┌─ Text
GASTRONOMY: According to Brillat-Savarin, a multidisciplinary, complex science that interacts with different subjects and fields from social, anthropological, historical, economic, political, agronomic, zootechnical and other perspectives besides. Today gastronomy cannot ignore the serious environmental impact and consumption of land and water resources that mass food production brings with it. It is no longer enough to be passionate about food and wine. We have to become ‘neo-gastronomes’, always considering the relationship between food and the environment. The Salone del Gusto will raise awareness in the general public, spreading the value of neo-gastronomy through the discovery of pleasure.

GOOD, CLEAN AND FAIR: These three adjectives define in an elementary way the characteristics a food must have in order to meet the expectations of neo-gastronomy. ‘Good’ relates to the sense of pleasure derived from a food’s sensory qualities, as well as the complex set of feelings, memories and identity triggered by its emotional impact. ‘Clean’ means food that has been produced without damaging the planet, with respect for ecosystems and the environment. ‘Fair’ food must be made and sold in a socially just way. Support for these criteria by the producers present at the Salone del Gusto is a significant step forward for the concrete application of quality standards.
└─
┌─ Stored data
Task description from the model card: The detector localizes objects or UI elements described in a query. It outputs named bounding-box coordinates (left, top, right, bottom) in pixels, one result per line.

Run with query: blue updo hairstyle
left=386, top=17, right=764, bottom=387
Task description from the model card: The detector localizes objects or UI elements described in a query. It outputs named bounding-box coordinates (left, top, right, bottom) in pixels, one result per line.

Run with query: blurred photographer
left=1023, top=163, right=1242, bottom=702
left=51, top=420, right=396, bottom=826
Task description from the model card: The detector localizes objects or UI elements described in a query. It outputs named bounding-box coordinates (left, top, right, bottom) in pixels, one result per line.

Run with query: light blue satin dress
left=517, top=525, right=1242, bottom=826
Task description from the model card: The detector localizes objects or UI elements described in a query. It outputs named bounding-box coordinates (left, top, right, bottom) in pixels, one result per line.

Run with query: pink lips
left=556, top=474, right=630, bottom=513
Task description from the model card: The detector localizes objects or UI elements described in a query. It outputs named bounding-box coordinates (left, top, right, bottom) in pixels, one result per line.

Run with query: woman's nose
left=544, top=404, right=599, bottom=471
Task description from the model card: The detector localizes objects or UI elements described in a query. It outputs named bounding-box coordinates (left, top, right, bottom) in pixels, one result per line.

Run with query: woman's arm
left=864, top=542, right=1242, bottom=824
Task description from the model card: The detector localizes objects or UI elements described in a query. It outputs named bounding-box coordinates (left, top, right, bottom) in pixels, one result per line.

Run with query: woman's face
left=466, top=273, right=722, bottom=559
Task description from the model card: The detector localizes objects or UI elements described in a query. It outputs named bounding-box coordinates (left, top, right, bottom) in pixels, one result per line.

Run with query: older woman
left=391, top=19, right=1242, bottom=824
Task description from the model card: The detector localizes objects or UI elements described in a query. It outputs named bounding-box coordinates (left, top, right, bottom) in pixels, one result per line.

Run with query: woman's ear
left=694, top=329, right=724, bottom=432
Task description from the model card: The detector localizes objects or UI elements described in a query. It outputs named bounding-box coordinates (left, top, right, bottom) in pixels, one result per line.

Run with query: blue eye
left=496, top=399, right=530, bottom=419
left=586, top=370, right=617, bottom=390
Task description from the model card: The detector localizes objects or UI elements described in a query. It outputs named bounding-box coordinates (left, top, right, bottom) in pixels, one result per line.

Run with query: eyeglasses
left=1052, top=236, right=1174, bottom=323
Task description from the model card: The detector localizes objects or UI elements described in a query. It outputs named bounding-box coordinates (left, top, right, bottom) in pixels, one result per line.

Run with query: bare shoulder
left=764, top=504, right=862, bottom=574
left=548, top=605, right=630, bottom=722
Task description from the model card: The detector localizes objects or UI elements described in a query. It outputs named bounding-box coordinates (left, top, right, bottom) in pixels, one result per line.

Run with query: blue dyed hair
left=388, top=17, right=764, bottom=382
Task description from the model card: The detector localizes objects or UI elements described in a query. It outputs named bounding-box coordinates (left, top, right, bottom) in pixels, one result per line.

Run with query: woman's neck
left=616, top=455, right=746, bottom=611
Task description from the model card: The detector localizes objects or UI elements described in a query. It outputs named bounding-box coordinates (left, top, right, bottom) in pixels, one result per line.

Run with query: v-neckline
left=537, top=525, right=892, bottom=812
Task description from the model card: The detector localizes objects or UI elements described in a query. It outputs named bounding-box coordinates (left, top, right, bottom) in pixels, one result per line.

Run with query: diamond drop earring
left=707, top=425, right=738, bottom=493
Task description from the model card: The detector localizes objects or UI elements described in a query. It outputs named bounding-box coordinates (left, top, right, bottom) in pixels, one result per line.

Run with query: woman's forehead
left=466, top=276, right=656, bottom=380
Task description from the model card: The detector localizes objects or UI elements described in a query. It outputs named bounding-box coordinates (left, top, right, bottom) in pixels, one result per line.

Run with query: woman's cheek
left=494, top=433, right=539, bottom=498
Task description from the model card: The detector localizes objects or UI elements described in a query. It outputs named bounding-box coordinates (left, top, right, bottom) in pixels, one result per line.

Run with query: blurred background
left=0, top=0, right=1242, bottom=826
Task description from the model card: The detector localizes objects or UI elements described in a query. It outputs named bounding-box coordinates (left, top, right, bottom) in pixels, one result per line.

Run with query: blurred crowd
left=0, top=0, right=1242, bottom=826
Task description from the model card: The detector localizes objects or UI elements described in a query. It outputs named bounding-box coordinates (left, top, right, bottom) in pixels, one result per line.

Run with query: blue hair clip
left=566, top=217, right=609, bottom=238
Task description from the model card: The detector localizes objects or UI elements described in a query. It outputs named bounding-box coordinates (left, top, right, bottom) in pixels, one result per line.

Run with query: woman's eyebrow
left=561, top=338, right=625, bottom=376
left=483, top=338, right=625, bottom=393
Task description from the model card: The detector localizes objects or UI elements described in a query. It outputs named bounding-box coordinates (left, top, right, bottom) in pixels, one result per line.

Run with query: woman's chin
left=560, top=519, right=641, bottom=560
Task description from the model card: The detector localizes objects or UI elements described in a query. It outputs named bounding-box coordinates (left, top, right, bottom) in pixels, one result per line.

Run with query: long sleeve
└─
▸ **Exercise task A**
In the neo-gastronomy text, what does "Clean" mean?
▸ **Exercise task B**
Please reproduce the listing, starting at its beginning and ending at the line that contains "left=386, top=17, right=764, bottom=387", with "hairstyle" changed to "hairdo" and everything else left as is.

▸ **Final result A**
Food that has been produced without damaging the planet, with respect for ecosystems and the environment.

▸ **Final result B**
Task description from the model card: The detector localizes objects or UI elements described in a query. It outputs named bounding-box coordinates (left, top, right, bottom) in pixels, one result per line.

Run with query: blue updo hairdo
left=386, top=17, right=764, bottom=387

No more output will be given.